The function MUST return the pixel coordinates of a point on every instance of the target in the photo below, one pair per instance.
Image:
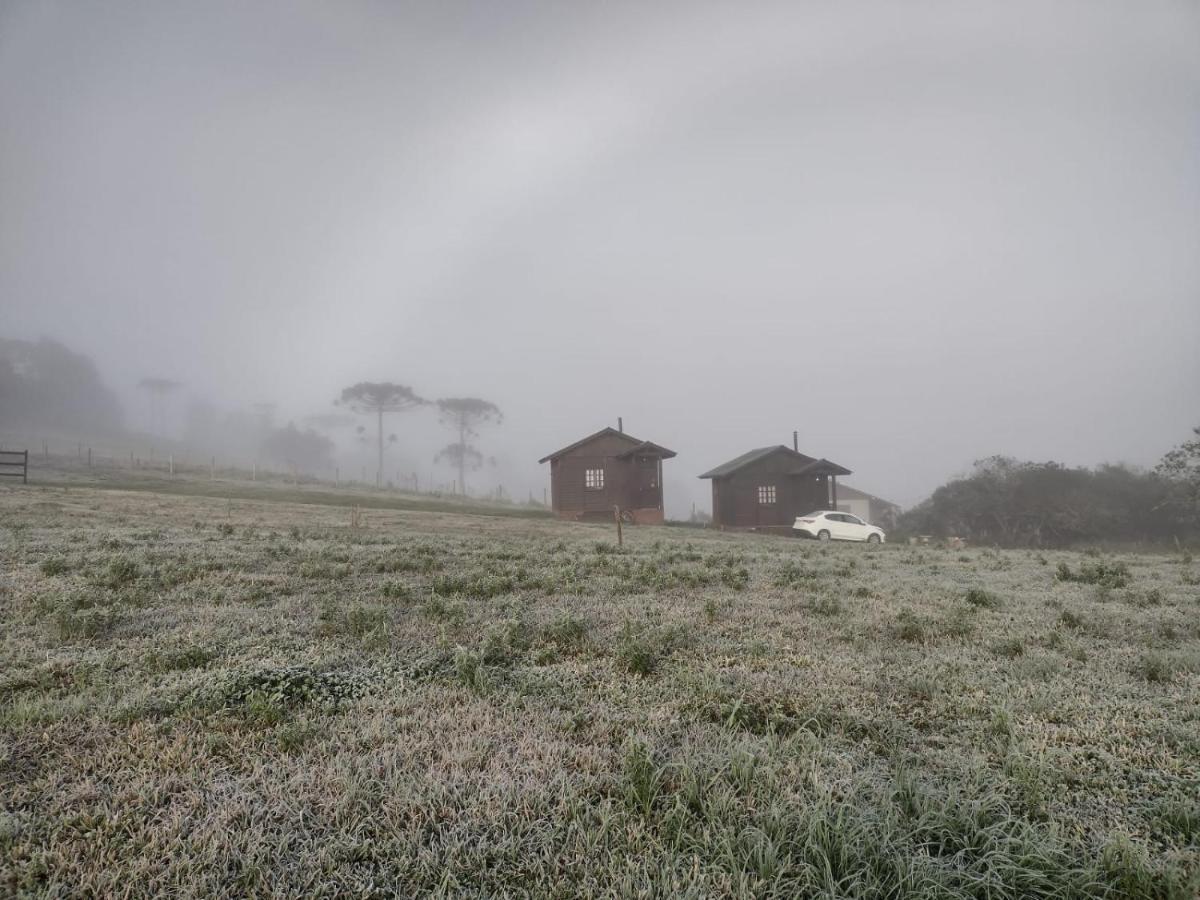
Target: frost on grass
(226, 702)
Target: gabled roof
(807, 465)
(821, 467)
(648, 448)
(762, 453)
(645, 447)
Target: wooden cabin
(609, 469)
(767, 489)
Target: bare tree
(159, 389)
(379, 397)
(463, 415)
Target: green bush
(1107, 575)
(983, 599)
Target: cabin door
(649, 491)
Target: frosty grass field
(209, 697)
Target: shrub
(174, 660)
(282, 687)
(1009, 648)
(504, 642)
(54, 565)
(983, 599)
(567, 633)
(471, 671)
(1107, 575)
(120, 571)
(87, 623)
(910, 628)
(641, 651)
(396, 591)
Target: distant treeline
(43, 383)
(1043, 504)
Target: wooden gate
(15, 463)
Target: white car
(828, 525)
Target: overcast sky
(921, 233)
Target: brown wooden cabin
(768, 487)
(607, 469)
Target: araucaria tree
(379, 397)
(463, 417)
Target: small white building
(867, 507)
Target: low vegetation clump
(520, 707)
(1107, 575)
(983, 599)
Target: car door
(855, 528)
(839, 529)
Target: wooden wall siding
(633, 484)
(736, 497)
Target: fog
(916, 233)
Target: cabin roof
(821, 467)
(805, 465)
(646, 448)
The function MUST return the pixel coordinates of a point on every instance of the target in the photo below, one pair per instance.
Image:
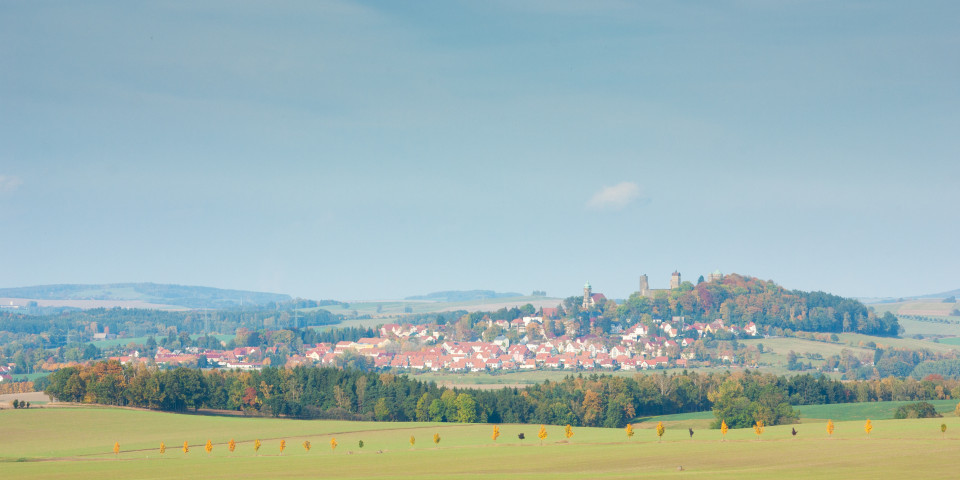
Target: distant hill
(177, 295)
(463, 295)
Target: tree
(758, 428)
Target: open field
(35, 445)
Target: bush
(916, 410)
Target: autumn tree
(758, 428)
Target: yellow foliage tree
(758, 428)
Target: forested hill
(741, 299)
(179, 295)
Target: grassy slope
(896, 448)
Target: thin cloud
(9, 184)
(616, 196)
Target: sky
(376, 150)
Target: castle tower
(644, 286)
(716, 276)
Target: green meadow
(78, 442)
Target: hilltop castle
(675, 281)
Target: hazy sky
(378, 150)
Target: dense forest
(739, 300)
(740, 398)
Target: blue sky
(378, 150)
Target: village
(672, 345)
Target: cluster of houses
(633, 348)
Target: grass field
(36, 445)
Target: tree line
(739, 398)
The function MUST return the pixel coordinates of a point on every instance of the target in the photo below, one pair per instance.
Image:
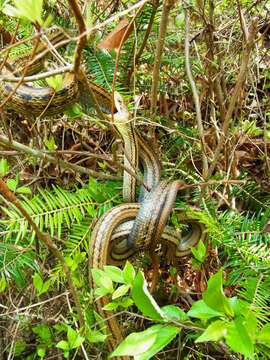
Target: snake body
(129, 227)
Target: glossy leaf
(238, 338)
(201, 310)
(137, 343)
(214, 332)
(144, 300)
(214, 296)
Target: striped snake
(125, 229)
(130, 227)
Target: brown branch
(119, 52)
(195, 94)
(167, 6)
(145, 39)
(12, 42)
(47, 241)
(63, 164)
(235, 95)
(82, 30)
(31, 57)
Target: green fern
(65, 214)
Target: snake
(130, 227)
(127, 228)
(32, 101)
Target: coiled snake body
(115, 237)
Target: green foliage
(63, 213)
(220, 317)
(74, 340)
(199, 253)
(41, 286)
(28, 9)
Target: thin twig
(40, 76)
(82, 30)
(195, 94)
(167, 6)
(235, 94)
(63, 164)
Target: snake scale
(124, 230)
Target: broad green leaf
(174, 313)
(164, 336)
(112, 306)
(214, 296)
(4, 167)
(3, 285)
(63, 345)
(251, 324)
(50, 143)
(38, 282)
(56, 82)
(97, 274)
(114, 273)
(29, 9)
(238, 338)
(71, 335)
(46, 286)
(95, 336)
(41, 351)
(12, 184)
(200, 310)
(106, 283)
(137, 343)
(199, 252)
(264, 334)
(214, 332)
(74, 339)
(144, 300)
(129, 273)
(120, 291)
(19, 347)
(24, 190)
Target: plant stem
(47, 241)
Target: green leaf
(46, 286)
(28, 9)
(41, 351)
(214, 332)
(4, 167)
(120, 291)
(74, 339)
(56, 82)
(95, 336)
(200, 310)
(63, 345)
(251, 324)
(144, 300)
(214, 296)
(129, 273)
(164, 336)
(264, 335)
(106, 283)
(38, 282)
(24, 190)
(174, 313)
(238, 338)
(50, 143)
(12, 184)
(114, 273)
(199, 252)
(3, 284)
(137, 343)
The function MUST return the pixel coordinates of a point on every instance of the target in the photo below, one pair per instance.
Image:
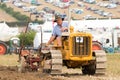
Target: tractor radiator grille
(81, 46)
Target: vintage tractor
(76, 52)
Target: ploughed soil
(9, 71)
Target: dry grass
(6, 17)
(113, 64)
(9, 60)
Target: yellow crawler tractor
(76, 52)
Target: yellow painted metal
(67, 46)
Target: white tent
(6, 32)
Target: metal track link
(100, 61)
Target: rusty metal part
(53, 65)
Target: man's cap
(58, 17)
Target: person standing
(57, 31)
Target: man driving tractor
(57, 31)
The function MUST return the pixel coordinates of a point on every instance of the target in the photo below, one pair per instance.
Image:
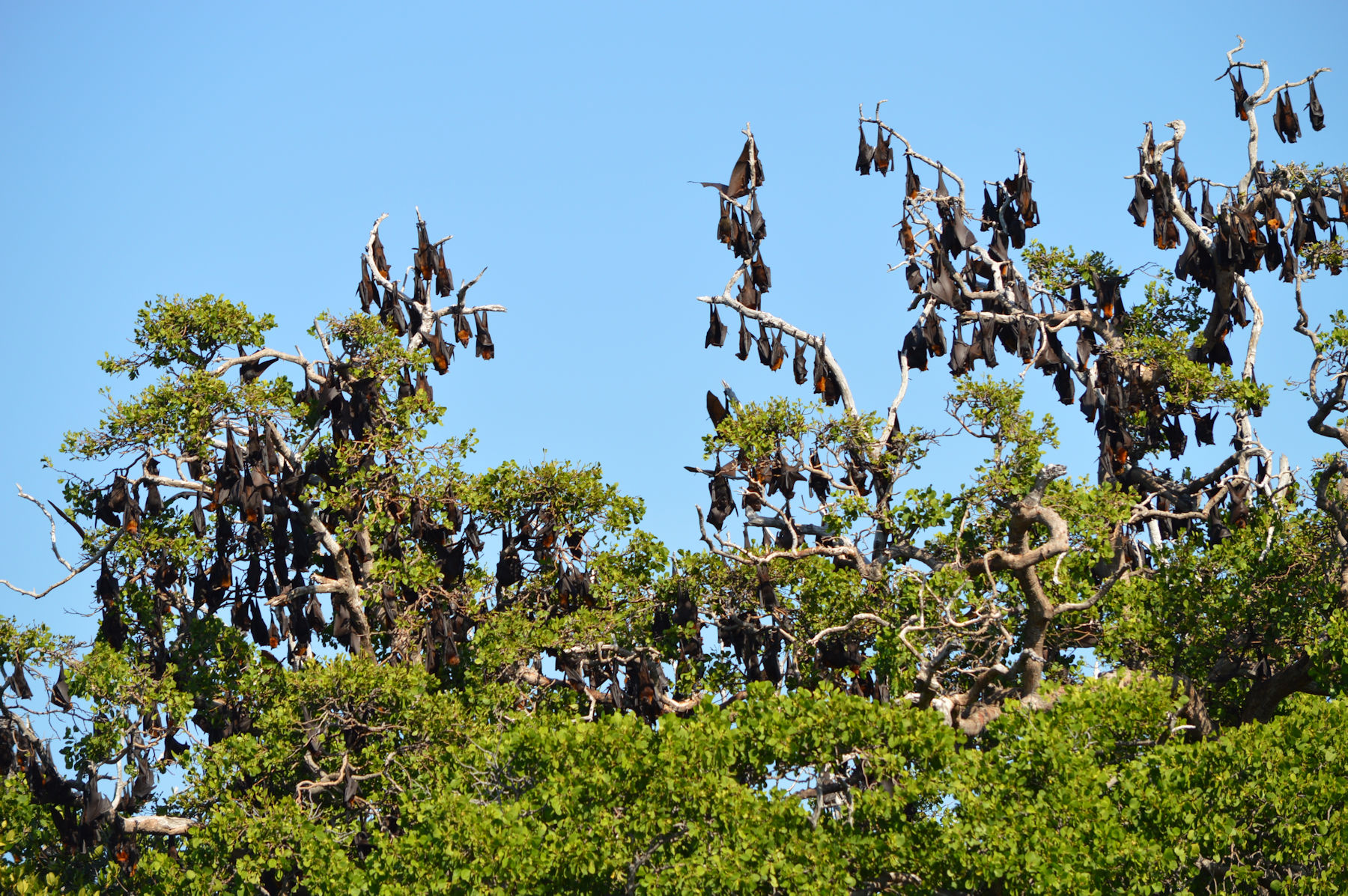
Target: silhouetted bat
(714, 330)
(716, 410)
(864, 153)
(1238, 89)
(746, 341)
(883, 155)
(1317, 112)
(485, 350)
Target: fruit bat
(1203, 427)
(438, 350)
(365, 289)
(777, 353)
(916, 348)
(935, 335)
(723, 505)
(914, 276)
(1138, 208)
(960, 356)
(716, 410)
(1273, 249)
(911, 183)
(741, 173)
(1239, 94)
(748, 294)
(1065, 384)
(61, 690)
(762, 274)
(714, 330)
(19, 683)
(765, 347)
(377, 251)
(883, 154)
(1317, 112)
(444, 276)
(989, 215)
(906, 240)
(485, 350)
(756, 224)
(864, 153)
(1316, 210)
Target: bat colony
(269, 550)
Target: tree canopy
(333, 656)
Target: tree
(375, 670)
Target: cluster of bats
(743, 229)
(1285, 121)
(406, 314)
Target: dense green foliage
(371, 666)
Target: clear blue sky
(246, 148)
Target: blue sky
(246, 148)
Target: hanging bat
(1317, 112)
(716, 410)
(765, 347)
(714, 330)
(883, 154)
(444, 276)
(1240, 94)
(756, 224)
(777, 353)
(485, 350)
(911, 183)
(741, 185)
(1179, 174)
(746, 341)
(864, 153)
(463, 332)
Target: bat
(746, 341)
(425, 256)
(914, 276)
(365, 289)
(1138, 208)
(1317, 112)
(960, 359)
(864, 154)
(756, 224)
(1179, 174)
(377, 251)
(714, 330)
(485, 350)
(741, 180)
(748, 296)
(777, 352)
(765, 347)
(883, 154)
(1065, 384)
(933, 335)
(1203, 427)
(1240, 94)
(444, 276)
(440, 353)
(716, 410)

--------

→ WORK REQUIRED:
Transcribe the entries above verbatim, omitting their pictures.

→ RESPONSE BELOW:
The function MUST return the pixel coordinates of a point on every instance of the target in the photo below, one pair per instance.
Image:
Target: frost on grass
(226, 702)
Target: gabled roof
(807, 465)
(821, 467)
(648, 448)
(762, 453)
(645, 447)
Target: wooden cabin
(609, 469)
(767, 489)
Target: bare tree
(159, 389)
(379, 397)
(463, 415)
Target: green bush
(1107, 575)
(983, 599)
Target: cabin door
(649, 491)
Target: frosty grass field
(209, 697)
Target: shrub
(174, 660)
(282, 687)
(1009, 648)
(504, 642)
(54, 565)
(983, 599)
(567, 633)
(471, 671)
(1107, 575)
(120, 571)
(87, 623)
(910, 628)
(641, 651)
(396, 591)
Target: distant treeline
(43, 383)
(1043, 504)
Target: wooden gate
(15, 463)
Target: white car
(828, 525)
Target: overcast sky
(921, 233)
Target: brown wooden cabin
(768, 487)
(607, 469)
Target: araucaria tree
(379, 397)
(463, 417)
Target: small white building
(867, 507)
Target: low vegetation clump
(520, 707)
(1107, 575)
(983, 599)
Target: car door
(855, 528)
(839, 529)
Target: wooden wall siding
(633, 484)
(736, 497)
Target: fog
(916, 233)
Target: cabin roof
(821, 467)
(805, 465)
(646, 448)
The function MUST return the pixel coordinates of a point on every instance of the target in the photo below, one pair per instance.
Image:
Target: distant hill
(177, 295)
(463, 295)
Target: tree
(758, 428)
Target: open field
(35, 445)
Target: bush
(916, 410)
Target: autumn tree
(758, 428)
Target: yellow foliage tree
(758, 428)
Target: forested hill
(741, 299)
(179, 295)
Target: grassy slope
(896, 448)
Target: thin cloud
(9, 184)
(616, 196)
Target: sky
(376, 150)
Target: castle tower
(644, 286)
(716, 276)
Target: green meadow
(78, 442)
Target: hilltop castle
(675, 281)
Target: hazy sky
(378, 150)
Target: dense forest
(739, 300)
(740, 398)
Target: blue sky
(378, 150)
Target: village
(672, 345)
Target: cluster of houses
(633, 348)
Target: grass field
(36, 445)
Target: tree line
(739, 398)
The function MUST return the pixel coordinates of a point on every instance of the target in the photo below, one pair per instance.
Image:
Target: snake body
(129, 227)
Target: glossy leaf
(238, 338)
(201, 310)
(137, 343)
(214, 332)
(144, 300)
(214, 296)
Target: striped snake
(125, 229)
(130, 227)
Target: brown branch
(119, 52)
(195, 94)
(167, 6)
(145, 39)
(12, 42)
(47, 241)
(63, 164)
(235, 95)
(82, 30)
(31, 57)
Target: green fern
(65, 214)
Target: snake
(130, 227)
(127, 228)
(32, 101)
Target: coiled snake body
(115, 237)
Target: green foliage
(63, 213)
(220, 317)
(74, 340)
(199, 253)
(41, 286)
(28, 9)
Target: thin twig
(40, 76)
(82, 30)
(195, 94)
(167, 6)
(235, 94)
(63, 164)
Target: snake scale
(124, 230)
Target: broad green leaf
(174, 313)
(164, 336)
(112, 306)
(214, 296)
(4, 167)
(3, 285)
(63, 345)
(251, 324)
(50, 143)
(38, 282)
(56, 82)
(97, 274)
(114, 273)
(29, 9)
(238, 338)
(71, 335)
(46, 286)
(95, 336)
(41, 351)
(12, 184)
(200, 310)
(106, 283)
(137, 343)
(199, 252)
(264, 334)
(214, 332)
(74, 339)
(144, 300)
(129, 273)
(120, 291)
(19, 347)
(24, 190)
Target: plant stem
(47, 241)
Target: green leaf
(46, 286)
(28, 9)
(41, 351)
(214, 332)
(4, 167)
(120, 291)
(74, 339)
(56, 82)
(95, 336)
(200, 310)
(63, 345)
(251, 324)
(144, 300)
(214, 296)
(129, 273)
(164, 336)
(264, 335)
(106, 283)
(38, 282)
(24, 190)
(174, 313)
(238, 338)
(50, 143)
(12, 184)
(114, 273)
(199, 252)
(3, 284)
(137, 343)
The function MUST return the pixel coordinates of a point on every instance of the target in the photo below, one pair per instance.
Image:
Target: tractor radiator grille
(81, 46)
Target: vintage tractor
(76, 52)
Target: ploughed soil
(9, 71)
Target: dry grass
(6, 17)
(113, 64)
(9, 60)
Target: yellow crawler tractor
(76, 52)
Target: yellow painted metal
(67, 46)
Target: white tent
(6, 32)
Target: metal track link
(100, 61)
Target: rusty metal part
(53, 65)
Target: man's cap
(58, 17)
Target: person standing
(57, 31)
Target: man driving tractor
(57, 31)
The function MUST return the pixel coordinates of a point on every instance of the target in the photo below, one pair per instance.
Image:
Target: silhouetted bat
(714, 330)
(716, 410)
(864, 153)
(1238, 89)
(746, 341)
(883, 155)
(1317, 112)
(485, 350)
Target: fruit bat
(1203, 427)
(438, 350)
(365, 289)
(777, 353)
(916, 348)
(935, 335)
(723, 505)
(914, 276)
(1138, 208)
(960, 356)
(716, 410)
(1273, 249)
(911, 183)
(741, 173)
(1239, 94)
(748, 294)
(1065, 384)
(61, 690)
(762, 274)
(714, 330)
(19, 683)
(765, 347)
(377, 251)
(883, 154)
(1317, 112)
(444, 276)
(989, 215)
(906, 240)
(485, 350)
(756, 224)
(864, 153)
(1316, 210)
Target: bat colony
(269, 550)
Target: tree canopy
(333, 656)
Target: tree
(375, 670)
Target: cluster of bats
(743, 229)
(1285, 121)
(406, 314)
Target: dense green foliage
(371, 666)
Target: clear blue sky
(246, 148)
Target: blue sky
(246, 148)
Target: hanging bat
(1317, 112)
(716, 410)
(765, 347)
(714, 330)
(883, 154)
(444, 276)
(1240, 94)
(756, 224)
(777, 353)
(485, 350)
(911, 183)
(741, 185)
(1179, 174)
(746, 341)
(864, 153)
(463, 332)
Target: bat
(746, 341)
(425, 256)
(914, 276)
(365, 289)
(1138, 208)
(1317, 112)
(960, 359)
(864, 154)
(756, 224)
(1179, 174)
(377, 251)
(714, 330)
(485, 350)
(741, 180)
(748, 296)
(777, 352)
(765, 347)
(883, 154)
(1065, 384)
(933, 335)
(1203, 427)
(1240, 94)
(444, 276)
(440, 353)
(716, 410)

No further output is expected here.